Swap "straw hat" for "wide-brimmed hat" in the lines starting with the line containing "Place a pin on every instance of the sunglasses in" and going on through the end, leaving everything else unchanged. Give back only those lines.

DATA IN THIS EXERCISE:
begin

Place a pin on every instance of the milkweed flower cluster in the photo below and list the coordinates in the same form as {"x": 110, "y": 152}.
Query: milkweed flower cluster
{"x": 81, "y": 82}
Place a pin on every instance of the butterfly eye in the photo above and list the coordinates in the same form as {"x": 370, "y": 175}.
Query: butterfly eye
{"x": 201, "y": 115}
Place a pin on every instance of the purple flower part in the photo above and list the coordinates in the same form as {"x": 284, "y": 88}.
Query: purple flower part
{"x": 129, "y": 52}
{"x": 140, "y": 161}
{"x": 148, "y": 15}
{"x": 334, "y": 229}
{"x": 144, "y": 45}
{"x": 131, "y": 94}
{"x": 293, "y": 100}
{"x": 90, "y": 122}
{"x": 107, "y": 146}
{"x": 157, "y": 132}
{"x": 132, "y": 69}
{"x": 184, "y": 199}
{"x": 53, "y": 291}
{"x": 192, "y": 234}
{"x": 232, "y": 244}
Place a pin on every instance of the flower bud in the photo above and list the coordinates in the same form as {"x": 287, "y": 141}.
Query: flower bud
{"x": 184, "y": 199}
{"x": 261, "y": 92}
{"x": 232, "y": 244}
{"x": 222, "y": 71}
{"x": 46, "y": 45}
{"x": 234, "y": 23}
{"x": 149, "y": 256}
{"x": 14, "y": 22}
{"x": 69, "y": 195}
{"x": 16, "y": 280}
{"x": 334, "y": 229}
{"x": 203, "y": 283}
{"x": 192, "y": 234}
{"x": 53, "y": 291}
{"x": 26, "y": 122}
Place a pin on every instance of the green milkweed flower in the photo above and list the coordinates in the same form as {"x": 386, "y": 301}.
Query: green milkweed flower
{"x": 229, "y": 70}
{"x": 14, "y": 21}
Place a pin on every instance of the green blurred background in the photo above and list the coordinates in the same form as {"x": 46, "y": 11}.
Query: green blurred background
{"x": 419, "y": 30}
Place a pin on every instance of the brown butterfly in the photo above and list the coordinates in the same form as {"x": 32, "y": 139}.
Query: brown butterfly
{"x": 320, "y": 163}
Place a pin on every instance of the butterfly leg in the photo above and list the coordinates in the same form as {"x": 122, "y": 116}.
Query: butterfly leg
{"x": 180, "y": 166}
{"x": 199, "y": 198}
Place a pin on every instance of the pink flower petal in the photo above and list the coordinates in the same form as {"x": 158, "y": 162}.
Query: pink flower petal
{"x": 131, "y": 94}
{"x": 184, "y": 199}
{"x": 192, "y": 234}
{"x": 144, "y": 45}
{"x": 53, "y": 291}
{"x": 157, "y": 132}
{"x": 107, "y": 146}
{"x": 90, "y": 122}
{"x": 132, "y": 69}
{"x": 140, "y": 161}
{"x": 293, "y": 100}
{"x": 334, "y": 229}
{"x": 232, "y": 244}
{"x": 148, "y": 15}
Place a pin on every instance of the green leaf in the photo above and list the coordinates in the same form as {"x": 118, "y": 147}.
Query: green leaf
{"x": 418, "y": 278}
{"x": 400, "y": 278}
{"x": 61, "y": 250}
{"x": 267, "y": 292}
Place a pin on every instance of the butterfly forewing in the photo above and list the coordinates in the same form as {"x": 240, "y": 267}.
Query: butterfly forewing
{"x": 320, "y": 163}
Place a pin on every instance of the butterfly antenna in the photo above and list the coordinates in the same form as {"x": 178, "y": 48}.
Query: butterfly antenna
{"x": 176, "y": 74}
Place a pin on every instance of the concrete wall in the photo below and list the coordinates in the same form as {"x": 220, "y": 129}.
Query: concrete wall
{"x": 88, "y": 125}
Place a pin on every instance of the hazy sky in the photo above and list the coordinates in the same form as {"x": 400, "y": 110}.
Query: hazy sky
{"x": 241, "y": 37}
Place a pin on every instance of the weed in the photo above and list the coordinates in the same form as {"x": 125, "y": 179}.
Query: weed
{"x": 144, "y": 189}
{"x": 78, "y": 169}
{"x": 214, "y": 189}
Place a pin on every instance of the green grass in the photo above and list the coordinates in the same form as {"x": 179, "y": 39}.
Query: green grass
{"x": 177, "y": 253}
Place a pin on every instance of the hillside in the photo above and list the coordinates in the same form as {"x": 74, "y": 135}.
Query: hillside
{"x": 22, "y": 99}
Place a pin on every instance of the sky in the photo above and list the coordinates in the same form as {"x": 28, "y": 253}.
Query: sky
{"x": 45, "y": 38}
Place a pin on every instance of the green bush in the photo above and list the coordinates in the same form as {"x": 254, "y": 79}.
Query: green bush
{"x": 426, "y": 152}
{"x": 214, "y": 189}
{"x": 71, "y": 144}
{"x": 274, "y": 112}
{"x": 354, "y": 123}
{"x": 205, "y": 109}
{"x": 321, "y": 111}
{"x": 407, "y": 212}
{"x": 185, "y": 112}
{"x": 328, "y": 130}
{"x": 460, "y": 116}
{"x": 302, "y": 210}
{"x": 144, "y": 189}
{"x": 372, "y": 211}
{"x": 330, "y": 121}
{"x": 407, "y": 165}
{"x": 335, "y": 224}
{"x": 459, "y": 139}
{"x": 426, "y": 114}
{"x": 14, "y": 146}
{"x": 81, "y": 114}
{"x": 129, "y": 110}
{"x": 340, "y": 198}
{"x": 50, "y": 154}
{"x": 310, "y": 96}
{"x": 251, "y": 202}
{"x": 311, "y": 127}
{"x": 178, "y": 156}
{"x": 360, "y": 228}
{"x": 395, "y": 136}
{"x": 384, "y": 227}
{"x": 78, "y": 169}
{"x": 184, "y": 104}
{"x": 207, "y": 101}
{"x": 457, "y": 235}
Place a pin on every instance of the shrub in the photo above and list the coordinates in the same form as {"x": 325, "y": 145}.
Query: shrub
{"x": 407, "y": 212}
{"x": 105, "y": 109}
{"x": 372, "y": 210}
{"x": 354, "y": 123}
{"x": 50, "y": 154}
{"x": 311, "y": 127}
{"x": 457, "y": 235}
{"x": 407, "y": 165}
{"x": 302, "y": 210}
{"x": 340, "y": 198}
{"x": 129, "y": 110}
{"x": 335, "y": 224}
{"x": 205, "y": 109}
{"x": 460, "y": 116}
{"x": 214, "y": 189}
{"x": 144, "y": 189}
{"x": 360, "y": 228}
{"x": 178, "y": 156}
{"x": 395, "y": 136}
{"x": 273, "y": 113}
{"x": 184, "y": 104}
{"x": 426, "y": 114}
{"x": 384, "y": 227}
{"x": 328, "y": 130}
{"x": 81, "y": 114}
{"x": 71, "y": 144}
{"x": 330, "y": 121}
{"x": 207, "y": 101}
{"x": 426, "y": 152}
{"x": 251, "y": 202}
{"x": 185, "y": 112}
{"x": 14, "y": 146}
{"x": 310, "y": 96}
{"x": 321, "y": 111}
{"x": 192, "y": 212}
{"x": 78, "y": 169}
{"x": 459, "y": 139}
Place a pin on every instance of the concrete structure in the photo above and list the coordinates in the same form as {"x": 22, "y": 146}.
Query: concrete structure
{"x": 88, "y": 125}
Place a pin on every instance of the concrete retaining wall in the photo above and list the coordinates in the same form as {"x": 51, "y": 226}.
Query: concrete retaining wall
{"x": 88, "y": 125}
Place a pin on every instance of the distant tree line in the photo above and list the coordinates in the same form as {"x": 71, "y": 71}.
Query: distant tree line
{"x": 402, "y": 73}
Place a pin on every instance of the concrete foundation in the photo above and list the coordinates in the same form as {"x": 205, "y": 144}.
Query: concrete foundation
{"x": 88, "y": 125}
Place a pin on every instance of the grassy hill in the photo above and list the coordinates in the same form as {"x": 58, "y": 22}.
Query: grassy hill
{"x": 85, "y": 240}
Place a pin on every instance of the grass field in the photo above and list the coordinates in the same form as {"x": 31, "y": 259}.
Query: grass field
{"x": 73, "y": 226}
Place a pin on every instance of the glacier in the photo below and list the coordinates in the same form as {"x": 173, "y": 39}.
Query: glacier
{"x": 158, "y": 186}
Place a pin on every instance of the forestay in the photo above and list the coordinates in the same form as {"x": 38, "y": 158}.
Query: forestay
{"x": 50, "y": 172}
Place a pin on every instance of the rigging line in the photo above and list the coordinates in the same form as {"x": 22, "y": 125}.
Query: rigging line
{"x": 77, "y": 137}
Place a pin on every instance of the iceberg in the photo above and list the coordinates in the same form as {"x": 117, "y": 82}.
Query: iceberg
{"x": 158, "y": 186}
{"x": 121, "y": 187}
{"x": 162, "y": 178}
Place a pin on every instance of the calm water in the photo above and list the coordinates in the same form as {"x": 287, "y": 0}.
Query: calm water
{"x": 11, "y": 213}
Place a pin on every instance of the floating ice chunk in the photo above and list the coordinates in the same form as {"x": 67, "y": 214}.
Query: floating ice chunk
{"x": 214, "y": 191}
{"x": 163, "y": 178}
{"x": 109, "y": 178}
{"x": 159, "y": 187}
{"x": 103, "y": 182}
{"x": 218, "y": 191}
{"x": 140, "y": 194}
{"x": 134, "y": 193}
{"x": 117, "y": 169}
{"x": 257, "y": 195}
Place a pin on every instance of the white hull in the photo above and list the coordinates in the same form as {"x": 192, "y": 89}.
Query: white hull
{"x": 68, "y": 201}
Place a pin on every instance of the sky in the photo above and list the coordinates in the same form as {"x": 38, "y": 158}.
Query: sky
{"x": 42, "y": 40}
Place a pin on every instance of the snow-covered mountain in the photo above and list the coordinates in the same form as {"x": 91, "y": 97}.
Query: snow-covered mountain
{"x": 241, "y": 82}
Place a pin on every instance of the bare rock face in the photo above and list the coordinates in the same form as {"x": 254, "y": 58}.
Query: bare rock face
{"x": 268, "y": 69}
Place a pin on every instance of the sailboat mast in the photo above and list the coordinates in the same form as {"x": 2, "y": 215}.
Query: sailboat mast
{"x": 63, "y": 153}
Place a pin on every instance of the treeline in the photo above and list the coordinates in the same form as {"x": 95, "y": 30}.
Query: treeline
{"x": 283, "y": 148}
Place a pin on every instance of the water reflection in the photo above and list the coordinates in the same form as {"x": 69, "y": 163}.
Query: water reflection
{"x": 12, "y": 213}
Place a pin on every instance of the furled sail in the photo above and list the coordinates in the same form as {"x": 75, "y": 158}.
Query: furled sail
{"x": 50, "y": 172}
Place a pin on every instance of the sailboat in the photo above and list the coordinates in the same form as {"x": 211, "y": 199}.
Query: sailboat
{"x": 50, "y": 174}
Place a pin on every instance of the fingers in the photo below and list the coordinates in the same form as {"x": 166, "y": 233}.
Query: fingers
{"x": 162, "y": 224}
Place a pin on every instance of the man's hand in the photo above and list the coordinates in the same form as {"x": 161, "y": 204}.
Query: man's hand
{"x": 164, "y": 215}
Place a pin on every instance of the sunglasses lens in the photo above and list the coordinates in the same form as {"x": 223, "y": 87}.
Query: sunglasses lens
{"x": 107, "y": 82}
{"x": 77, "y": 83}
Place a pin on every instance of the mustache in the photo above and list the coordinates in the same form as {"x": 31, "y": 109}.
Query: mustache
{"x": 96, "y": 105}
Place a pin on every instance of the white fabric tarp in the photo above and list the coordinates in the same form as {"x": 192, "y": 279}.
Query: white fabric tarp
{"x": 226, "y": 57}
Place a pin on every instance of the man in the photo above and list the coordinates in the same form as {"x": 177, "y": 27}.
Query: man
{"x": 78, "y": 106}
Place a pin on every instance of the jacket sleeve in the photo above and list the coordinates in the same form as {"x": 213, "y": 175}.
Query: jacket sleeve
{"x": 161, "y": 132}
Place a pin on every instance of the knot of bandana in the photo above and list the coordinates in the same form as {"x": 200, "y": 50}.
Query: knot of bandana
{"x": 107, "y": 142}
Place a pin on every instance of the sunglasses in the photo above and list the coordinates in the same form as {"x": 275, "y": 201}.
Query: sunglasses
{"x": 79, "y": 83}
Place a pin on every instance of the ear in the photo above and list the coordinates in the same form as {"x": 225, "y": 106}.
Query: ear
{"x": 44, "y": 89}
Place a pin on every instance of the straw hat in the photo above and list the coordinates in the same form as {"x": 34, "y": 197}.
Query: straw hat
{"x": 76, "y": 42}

end

FULL SOLUTION:
Place a pin on every instance of the sunglasses in the photo above and list the coordinates in the same form as {"x": 275, "y": 201}.
Query: sunglasses
{"x": 79, "y": 83}
Place a pin on every instance of the ear in the photo above and list the coordinates in the same form as {"x": 225, "y": 106}.
Query: ear
{"x": 44, "y": 89}
Place a pin on every instance of the wide-brimmed hat in the photo above and list the coordinates in the same form as {"x": 34, "y": 197}.
Query: wide-brimmed hat
{"x": 76, "y": 42}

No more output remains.